→ DIRECTIONS: Each line of the material must be returned exactly.

[Records from a data source]
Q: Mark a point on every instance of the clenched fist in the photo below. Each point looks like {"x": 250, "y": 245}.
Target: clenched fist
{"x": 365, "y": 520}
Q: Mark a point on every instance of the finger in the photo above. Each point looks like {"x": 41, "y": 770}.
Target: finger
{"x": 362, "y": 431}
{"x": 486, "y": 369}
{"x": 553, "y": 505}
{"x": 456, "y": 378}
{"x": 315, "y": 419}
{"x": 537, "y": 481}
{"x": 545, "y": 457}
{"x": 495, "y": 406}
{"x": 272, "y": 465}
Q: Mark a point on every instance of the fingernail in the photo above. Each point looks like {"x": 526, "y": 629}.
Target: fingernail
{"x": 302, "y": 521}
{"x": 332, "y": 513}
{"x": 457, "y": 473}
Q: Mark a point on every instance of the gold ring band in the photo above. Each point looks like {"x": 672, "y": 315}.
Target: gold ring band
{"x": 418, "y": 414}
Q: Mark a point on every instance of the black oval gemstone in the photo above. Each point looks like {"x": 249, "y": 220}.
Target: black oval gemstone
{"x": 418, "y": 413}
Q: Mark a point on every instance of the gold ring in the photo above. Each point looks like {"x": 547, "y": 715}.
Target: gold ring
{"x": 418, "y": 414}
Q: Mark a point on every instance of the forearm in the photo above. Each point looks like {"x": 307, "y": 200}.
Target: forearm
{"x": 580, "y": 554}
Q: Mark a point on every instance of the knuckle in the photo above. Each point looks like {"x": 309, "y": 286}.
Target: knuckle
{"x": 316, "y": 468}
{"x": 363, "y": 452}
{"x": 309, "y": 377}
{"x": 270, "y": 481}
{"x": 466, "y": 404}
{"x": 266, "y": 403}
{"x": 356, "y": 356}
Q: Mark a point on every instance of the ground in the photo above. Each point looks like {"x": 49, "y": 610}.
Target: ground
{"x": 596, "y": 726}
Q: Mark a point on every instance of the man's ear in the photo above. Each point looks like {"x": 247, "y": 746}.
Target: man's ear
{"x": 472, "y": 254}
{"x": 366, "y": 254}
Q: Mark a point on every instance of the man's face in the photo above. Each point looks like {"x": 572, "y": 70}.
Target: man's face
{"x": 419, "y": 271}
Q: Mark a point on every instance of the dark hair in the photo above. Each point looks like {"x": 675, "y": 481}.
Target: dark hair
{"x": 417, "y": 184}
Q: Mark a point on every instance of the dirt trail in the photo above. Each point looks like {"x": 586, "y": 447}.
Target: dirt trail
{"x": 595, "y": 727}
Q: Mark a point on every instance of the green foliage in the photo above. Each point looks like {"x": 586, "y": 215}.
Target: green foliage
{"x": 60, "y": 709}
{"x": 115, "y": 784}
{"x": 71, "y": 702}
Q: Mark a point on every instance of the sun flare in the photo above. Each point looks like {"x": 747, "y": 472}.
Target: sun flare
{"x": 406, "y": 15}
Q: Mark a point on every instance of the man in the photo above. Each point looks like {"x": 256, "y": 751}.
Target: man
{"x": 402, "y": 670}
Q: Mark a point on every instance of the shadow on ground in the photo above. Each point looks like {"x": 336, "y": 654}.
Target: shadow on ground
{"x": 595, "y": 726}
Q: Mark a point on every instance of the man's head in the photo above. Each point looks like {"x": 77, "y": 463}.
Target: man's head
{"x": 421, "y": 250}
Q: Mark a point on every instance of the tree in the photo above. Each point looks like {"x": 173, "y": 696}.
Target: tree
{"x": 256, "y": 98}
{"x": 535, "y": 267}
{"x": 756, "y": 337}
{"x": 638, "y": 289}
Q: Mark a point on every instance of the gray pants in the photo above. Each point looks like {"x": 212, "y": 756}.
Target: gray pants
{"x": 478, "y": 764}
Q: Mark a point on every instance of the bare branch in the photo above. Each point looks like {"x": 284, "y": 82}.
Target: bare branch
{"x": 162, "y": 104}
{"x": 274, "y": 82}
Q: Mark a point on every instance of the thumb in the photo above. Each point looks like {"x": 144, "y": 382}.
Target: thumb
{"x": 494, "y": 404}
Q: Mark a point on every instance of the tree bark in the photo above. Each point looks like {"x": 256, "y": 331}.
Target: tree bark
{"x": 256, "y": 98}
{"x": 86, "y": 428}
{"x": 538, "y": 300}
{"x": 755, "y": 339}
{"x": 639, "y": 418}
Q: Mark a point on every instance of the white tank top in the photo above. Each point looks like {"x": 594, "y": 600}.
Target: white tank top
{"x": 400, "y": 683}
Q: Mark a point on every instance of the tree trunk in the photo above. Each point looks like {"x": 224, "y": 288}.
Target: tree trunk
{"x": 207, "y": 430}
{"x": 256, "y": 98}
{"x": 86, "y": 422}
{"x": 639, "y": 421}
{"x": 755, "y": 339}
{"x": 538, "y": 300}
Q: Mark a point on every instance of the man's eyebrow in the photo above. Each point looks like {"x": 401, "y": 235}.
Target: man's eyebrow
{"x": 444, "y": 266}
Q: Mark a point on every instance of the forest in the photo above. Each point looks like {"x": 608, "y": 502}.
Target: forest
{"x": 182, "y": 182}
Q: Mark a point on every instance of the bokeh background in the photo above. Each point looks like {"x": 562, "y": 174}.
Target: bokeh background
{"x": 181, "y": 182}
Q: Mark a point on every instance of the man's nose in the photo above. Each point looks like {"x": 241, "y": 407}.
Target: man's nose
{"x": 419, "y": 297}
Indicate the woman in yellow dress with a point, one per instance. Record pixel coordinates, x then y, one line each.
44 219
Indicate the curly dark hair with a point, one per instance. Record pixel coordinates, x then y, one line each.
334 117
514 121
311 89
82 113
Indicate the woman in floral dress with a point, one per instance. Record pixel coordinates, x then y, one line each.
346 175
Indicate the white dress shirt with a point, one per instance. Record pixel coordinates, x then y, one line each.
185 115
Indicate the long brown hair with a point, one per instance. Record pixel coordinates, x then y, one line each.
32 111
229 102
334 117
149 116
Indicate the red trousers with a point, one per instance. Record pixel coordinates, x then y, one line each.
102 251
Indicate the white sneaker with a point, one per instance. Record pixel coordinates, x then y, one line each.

→ TASK SOLUTION:
Q: Mark a point on every instance of the clenched fist in the photo below. Each point looks like {"x": 250, "y": 245}.
Target: clenched fist
{"x": 365, "y": 520}
Q: Mark a point on every instance of the finger in the photo above. Each point looks like {"x": 41, "y": 770}.
Target: finger
{"x": 362, "y": 431}
{"x": 486, "y": 369}
{"x": 553, "y": 505}
{"x": 456, "y": 378}
{"x": 315, "y": 419}
{"x": 537, "y": 481}
{"x": 545, "y": 457}
{"x": 495, "y": 406}
{"x": 272, "y": 465}
Q: Mark a point on every instance of the fingernail in the photo above. Each point looks like {"x": 526, "y": 629}.
Target: fingernail
{"x": 302, "y": 521}
{"x": 332, "y": 513}
{"x": 457, "y": 473}
Q: Mark a point on every instance of the gold ring band in the photo above. Each point looks like {"x": 672, "y": 315}.
Target: gold ring band
{"x": 418, "y": 414}
Q: Mark a point on every instance of the black oval gemstone in the photo above. Each point looks like {"x": 249, "y": 220}.
Target: black oval gemstone
{"x": 418, "y": 413}
Q: Mark a point on every instance of the gold ring in the photo above. Each point looks like {"x": 547, "y": 715}.
Target: gold ring
{"x": 418, "y": 414}
Q: Mark a point on every instance of the forearm in the photo above. Each point looks like {"x": 307, "y": 200}.
Target: forearm
{"x": 580, "y": 554}
Q: Mark a point on every instance of the knuckle in the photo above. Each point looks like {"x": 309, "y": 286}.
Target: knuckle
{"x": 316, "y": 468}
{"x": 363, "y": 452}
{"x": 309, "y": 377}
{"x": 270, "y": 481}
{"x": 466, "y": 404}
{"x": 266, "y": 403}
{"x": 356, "y": 356}
Q: Mark a point on every instance of the ground in the photo above. Each point looks like {"x": 49, "y": 610}.
Target: ground
{"x": 596, "y": 726}
Q: Mark a point on every instance of the man's ear in the photo above. Each point looks like {"x": 247, "y": 746}.
Target: man's ear
{"x": 472, "y": 254}
{"x": 366, "y": 254}
Q: Mark a point on every instance of the man's face in the photo above. Each point looks like {"x": 572, "y": 70}.
Target: man's face
{"x": 419, "y": 271}
Q: Mark a point on every instance of the dark hair in the photo above. Each point looks like {"x": 675, "y": 481}.
Target: dark hair
{"x": 417, "y": 184}
Q: Mark a point on every instance of the dirt trail in the photo above. Each point looks like {"x": 586, "y": 447}.
Target: dirt trail
{"x": 595, "y": 727}
Q: Mark a point on every instance of the green foliage in the photo above. Each point looks like {"x": 586, "y": 215}.
Target: green foliage
{"x": 60, "y": 709}
{"x": 115, "y": 784}
{"x": 71, "y": 702}
Q: Mark a point on every instance of the sun flare in the photo above. Each point looks like {"x": 747, "y": 472}.
Target: sun flare
{"x": 406, "y": 15}
Q: Mark a point on every instance of the man in the photo above. Each point looks like {"x": 256, "y": 751}.
Target: man
{"x": 402, "y": 670}
Q: Mark a point on every instance of the shadow on ground in the photo above. Each point looks like {"x": 336, "y": 654}.
Target: shadow on ground
{"x": 595, "y": 726}
Q: Mark a point on every instance of the man's head in the photo above. Each point looks like {"x": 77, "y": 463}.
Target: man's head
{"x": 421, "y": 250}
Q: Mark a point on every instance of the tree in the photo above. Each point looks like {"x": 173, "y": 696}.
Target: tree
{"x": 256, "y": 98}
{"x": 535, "y": 267}
{"x": 756, "y": 337}
{"x": 638, "y": 289}
Q: Mark a point on every instance of the gray pants in the photo above. Each point looks like {"x": 212, "y": 756}.
Target: gray pants
{"x": 478, "y": 764}
Q: Mark a point on every instance of the bare branch in the photo above. Each point looks like {"x": 284, "y": 82}.
Target: bare branch
{"x": 162, "y": 104}
{"x": 274, "y": 82}
Q: Mark a point on every instance of the thumb in the photo above. Each point looks like {"x": 144, "y": 382}.
Target: thumb
{"x": 494, "y": 404}
Q: Mark a point on every instance of the tree bark in the photo above. Each point looks like {"x": 256, "y": 331}.
Target: tree bark
{"x": 256, "y": 98}
{"x": 86, "y": 428}
{"x": 538, "y": 300}
{"x": 755, "y": 339}
{"x": 639, "y": 418}
Q: Mark a point on every instance of the white tank top in the photo above. Each point looks like {"x": 594, "y": 600}.
Target: white tank top
{"x": 400, "y": 683}
Q: Mark a point on every instance of the tree trunk in the photo above. Each point looks like {"x": 224, "y": 288}.
Target: tree trunk
{"x": 207, "y": 430}
{"x": 256, "y": 98}
{"x": 86, "y": 422}
{"x": 639, "y": 421}
{"x": 755, "y": 339}
{"x": 538, "y": 300}
Q: Mark a point on every instance of the man's eyebrow in the photo above. Each point looks like {"x": 401, "y": 235}.
Target: man's eyebrow
{"x": 444, "y": 266}
Q: Mark a point on every instance of the forest in the photo above. Each point looks like {"x": 608, "y": 502}.
Target: forest
{"x": 182, "y": 182}
Q: Mark a point on every instance of the bokeh background in the photo above. Each point looks like {"x": 562, "y": 174}.
Target: bokeh background
{"x": 181, "y": 182}
Q: Mark a point on every instance of the man's nose in the photo above. Each point looks like {"x": 241, "y": 407}.
Target: man's nose
{"x": 419, "y": 297}
Indicate the woman in yellow dress with a point, one per instance. Record pixel coordinates, x then y, one line each.
44 219
Indicate the curly dark hair with a point, one per instance. Record pixel coordinates, x then y, one line each.
334 117
514 121
311 89
82 113
Indicate the woman in floral dress with a point, one per instance. Record pixel coordinates, x then y, one line each.
346 175
Indicate the white dress shirt with a point, one per instance. Record pixel coordinates, x then y, one line each.
185 115
Indicate the long brown hair with a point, one per instance. Record pixel coordinates, x then y, one line each.
32 111
229 102
334 117
149 116
Indicate the red trousers with a point, one per instance. Record pixel coordinates, x then y, one line each.
102 251
Indicate the white sneaker with a point, one per instance. Record pixel coordinates, x then y, one line each.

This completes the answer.